Copy every line of these items verbatim.

**Extracted data entries**:
-- begin --
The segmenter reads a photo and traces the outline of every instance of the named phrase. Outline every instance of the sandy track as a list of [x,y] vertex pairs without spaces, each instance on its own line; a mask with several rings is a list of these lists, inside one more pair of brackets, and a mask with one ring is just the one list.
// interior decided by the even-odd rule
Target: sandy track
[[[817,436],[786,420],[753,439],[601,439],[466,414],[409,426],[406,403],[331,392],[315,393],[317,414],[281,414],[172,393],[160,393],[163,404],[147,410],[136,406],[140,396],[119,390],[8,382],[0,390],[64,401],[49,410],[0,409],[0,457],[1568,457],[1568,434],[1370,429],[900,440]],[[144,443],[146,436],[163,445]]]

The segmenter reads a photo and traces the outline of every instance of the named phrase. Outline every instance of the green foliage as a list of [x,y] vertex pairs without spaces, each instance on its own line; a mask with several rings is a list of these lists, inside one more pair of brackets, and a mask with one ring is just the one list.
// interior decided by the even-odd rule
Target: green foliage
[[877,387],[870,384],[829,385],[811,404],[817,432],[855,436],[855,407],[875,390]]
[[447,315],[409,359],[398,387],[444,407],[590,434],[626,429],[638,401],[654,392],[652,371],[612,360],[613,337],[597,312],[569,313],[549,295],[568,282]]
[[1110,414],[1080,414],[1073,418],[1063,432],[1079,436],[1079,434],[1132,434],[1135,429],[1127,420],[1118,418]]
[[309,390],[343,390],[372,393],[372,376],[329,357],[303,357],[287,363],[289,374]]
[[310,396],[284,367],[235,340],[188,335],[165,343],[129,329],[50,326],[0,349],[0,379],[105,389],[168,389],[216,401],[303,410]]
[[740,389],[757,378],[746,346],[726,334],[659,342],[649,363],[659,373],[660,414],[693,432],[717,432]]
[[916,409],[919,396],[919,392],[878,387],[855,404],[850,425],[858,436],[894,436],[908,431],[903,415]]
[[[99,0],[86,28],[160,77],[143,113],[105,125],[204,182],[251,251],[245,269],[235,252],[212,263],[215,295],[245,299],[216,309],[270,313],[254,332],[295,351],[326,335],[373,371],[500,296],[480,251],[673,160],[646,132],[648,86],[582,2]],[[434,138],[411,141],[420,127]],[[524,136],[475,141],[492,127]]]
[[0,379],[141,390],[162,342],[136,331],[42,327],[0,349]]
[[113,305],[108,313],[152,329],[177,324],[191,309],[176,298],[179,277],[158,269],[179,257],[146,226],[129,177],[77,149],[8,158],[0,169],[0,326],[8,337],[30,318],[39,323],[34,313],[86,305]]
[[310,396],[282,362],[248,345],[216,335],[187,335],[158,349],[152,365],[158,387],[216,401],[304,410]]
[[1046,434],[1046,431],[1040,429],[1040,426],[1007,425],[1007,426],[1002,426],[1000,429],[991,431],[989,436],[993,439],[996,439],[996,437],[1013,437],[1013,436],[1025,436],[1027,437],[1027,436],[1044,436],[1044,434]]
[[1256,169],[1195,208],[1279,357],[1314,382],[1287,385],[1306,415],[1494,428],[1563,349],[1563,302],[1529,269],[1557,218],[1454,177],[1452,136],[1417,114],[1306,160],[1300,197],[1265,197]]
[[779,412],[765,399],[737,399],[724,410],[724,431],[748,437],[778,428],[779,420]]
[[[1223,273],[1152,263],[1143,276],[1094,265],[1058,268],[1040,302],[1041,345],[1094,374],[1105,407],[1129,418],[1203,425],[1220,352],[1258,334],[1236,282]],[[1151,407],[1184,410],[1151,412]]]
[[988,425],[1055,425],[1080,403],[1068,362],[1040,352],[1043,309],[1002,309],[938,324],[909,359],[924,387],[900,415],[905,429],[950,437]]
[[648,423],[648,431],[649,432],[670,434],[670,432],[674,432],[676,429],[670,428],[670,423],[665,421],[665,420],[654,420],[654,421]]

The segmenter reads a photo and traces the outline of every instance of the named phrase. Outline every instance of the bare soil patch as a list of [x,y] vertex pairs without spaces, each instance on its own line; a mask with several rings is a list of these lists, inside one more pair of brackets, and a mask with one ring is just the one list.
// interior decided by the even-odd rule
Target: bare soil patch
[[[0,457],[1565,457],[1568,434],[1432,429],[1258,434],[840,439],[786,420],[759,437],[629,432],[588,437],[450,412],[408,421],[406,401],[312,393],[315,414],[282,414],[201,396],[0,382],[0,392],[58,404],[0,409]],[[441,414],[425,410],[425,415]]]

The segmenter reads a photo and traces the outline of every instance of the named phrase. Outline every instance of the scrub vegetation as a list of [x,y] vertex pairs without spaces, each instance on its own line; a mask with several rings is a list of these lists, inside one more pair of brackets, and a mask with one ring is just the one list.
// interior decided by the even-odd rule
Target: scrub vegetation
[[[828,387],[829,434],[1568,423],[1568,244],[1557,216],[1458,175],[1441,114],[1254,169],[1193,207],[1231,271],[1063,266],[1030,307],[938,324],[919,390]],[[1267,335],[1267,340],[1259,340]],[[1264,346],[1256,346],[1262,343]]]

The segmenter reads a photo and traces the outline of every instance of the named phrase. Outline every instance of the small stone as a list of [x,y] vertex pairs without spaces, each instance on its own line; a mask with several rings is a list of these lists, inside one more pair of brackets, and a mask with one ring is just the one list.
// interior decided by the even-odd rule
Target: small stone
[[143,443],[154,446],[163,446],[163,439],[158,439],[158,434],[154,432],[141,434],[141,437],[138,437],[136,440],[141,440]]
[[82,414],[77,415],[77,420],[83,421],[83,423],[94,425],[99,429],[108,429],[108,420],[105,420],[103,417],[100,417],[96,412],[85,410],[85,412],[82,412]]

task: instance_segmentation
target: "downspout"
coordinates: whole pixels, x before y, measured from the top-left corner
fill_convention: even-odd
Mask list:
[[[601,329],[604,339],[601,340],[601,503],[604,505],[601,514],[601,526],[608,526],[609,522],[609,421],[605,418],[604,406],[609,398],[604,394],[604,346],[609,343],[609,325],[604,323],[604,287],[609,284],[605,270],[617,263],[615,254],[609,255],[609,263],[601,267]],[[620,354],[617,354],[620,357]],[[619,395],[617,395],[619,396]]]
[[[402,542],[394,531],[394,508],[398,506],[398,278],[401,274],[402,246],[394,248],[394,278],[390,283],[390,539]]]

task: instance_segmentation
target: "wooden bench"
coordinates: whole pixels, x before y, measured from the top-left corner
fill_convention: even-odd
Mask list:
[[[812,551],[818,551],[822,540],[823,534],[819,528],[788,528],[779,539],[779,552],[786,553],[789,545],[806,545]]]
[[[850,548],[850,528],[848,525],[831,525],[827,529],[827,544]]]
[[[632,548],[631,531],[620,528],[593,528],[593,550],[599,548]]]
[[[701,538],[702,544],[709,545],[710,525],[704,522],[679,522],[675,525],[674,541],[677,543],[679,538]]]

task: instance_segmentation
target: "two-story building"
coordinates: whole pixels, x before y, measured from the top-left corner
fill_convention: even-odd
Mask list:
-- end --
**EXERCISE ANSWER**:
The segmenter reads a photo and traces the outline of every instance of the named phrase. Outline every instance of the sandy track as a list of [x,y] vertex pairs without spaces, each instance on its own line; a mask with several rings is a list of these lists, inside one more pair of brackets, and a mask with one ring is just the one list.
// interior decided by the even-odd rule
Target: sandy track
[[[817,436],[786,420],[753,439],[601,439],[466,414],[409,426],[406,403],[331,392],[315,393],[317,414],[281,414],[172,393],[160,393],[163,404],[147,410],[136,406],[140,396],[119,390],[8,382],[0,390],[64,401],[49,410],[0,409],[0,457],[1568,457],[1568,434],[1370,429],[900,440]],[[144,443],[146,436],[163,445]]]

The segmenter reads a photo and traces the outline of every instance of the named phrase. Outline every instance of the green foliage as a list of [x,y] vertex pairs without spaces, each instance on its own line; a mask with several rings is a list of these lists, inside one more pair of brackets, and a mask with one ring is just the one list.
// interior decided by the even-odd rule
Target: green foliage
[[877,387],[870,384],[829,385],[811,404],[817,432],[855,436],[855,407],[875,390]]
[[447,315],[409,359],[398,387],[444,407],[590,434],[626,429],[638,401],[654,392],[652,371],[612,360],[613,337],[597,312],[569,313],[549,295],[568,282]]
[[1110,414],[1080,414],[1073,418],[1063,432],[1079,436],[1079,434],[1132,434],[1135,429],[1127,420],[1118,418]]
[[309,390],[343,390],[372,393],[372,376],[329,357],[303,357],[287,363],[289,374]]
[[310,396],[284,367],[235,340],[188,335],[165,343],[129,329],[50,326],[0,349],[0,379],[105,389],[168,389],[216,401],[303,410]]
[[740,389],[757,378],[746,346],[726,334],[659,342],[649,363],[659,373],[660,414],[693,432],[717,432]]
[[916,409],[919,396],[919,392],[878,387],[855,404],[850,425],[858,436],[894,436],[908,431],[903,415]]
[[[99,0],[86,28],[160,77],[143,113],[105,125],[204,182],[251,251],[245,269],[235,252],[212,263],[215,295],[245,299],[216,309],[270,313],[254,332],[295,351],[326,335],[373,371],[500,296],[480,251],[673,160],[646,132],[648,86],[582,2]],[[434,138],[411,141],[420,127]],[[524,136],[475,141],[492,127]]]
[[0,379],[141,390],[162,342],[136,331],[42,327],[0,349]]
[[113,305],[108,313],[152,329],[177,324],[191,309],[176,298],[179,277],[158,269],[179,257],[146,226],[129,177],[77,149],[8,158],[0,169],[0,326],[8,337],[30,318],[39,323],[34,313],[86,305]]
[[310,396],[282,362],[248,345],[216,335],[187,335],[158,349],[152,365],[158,387],[216,401],[304,410]]
[[1046,434],[1046,431],[1040,429],[1040,426],[1007,425],[1007,426],[1002,426],[1000,429],[991,431],[989,436],[993,439],[996,439],[996,437],[1013,437],[1013,436],[1025,436],[1027,437],[1027,436],[1044,436],[1044,434]]
[[1256,169],[1195,208],[1279,357],[1314,382],[1287,385],[1306,415],[1494,428],[1563,349],[1563,302],[1529,269],[1557,218],[1454,177],[1452,136],[1417,114],[1306,160],[1300,197],[1265,197]]
[[779,412],[765,399],[737,399],[724,410],[724,431],[748,437],[778,428],[779,420]]
[[[1223,273],[1152,263],[1143,276],[1094,265],[1058,268],[1040,302],[1041,345],[1094,374],[1105,407],[1129,418],[1203,425],[1220,352],[1258,334],[1236,282]],[[1151,407],[1184,410],[1151,412]]]
[[988,425],[1055,425],[1080,403],[1068,362],[1040,352],[1043,309],[1002,309],[938,324],[909,359],[924,387],[900,415],[905,429],[950,437]]
[[648,423],[648,431],[649,432],[670,434],[670,432],[674,432],[676,429],[670,428],[670,423],[665,421],[665,420],[654,420],[654,421]]

The segmenter reads a photo and traces the outline of every instance of the named phrase. Outline every instance of the bare soil patch as a list of [x,y] vertex pairs without spaces, each instance on its own line; a mask with several rings is a list of these lists, inside one more pair of brackets, and a mask with one ring is just the one list.
// interior decided by the even-odd rule
Target: bare soil patch
[[[0,457],[1565,457],[1568,434],[1432,429],[1258,434],[840,439],[786,420],[759,437],[629,432],[588,437],[450,412],[408,421],[406,401],[312,393],[315,414],[282,414],[201,396],[0,382],[0,392],[58,404],[0,409]],[[441,414],[425,410],[425,415]]]

The segmenter reads a photo and traces the outline of every instance of the named phrase. Outline every instance of the scrub vegetation as a list of [x,y] vertex pairs without spaces, each instance on its own line; a mask with several rings is a list of these lists, inside one more pair of brackets, and a mask with one ring is just the one list.
// interior decided by the even-odd rule
Target: scrub vegetation
[[[828,387],[829,434],[1568,423],[1568,244],[1557,216],[1458,175],[1441,114],[1254,169],[1193,207],[1231,271],[1063,266],[1030,307],[938,324],[919,390]],[[1267,335],[1267,340],[1259,340]],[[1264,346],[1256,346],[1262,343]]]

The segmenter reads a photo and traces the outline of every instance of the named phrase. Outline every instance of the small stone as a list of [x,y] vertex pairs without spaces, each instance on its own line; a mask with several rings is a list of these lists, inside one more pair of brackets, and a mask with one ring is just the one list.
// interior decided by the even-odd rule
Target: small stone
[[143,443],[154,446],[163,446],[163,439],[158,439],[158,434],[154,432],[141,434],[141,437],[138,437],[136,440],[141,440]]
[[82,414],[77,415],[77,420],[83,421],[83,423],[94,425],[99,429],[108,429],[108,420],[105,420],[103,417],[100,417],[96,412],[85,410],[85,412],[82,412]]

task: instance_segmentation
target: "downspout"
coordinates: whole pixels, x before y, measured from the top-left corner
fill_convention: even-odd
Mask list:
[[[601,329],[604,339],[601,340],[601,503],[604,505],[601,514],[601,526],[608,526],[609,522],[609,421],[605,418],[604,406],[609,398],[604,394],[604,346],[609,343],[609,325],[604,323],[604,287],[609,284],[605,270],[617,263],[615,254],[609,255],[609,263],[601,267]],[[620,354],[617,354],[620,357]],[[619,395],[617,395],[619,396]]]
[[[402,542],[394,531],[394,508],[398,506],[398,278],[401,274],[402,246],[394,248],[394,278],[390,283],[390,539]]]

task: instance_segmentation
target: "wooden bench"
coordinates: whole pixels, x before y, measured from the top-left corner
fill_convention: even-odd
Mask list:
[[[812,551],[818,551],[822,540],[823,534],[819,528],[788,528],[779,539],[779,552],[786,553],[789,545],[806,545]]]
[[[850,548],[850,528],[848,525],[831,525],[827,529],[827,544]]]
[[[632,548],[631,531],[620,528],[593,528],[593,550],[599,548]]]
[[[701,538],[702,544],[709,545],[710,525],[704,522],[679,522],[675,525],[674,541],[677,543],[679,538]]]

task: instance_segmentation
target: "two-story building"
coordinates: whole pixels, x before y, measured from the top-left corner
fill_convention: even-odd
Mask list:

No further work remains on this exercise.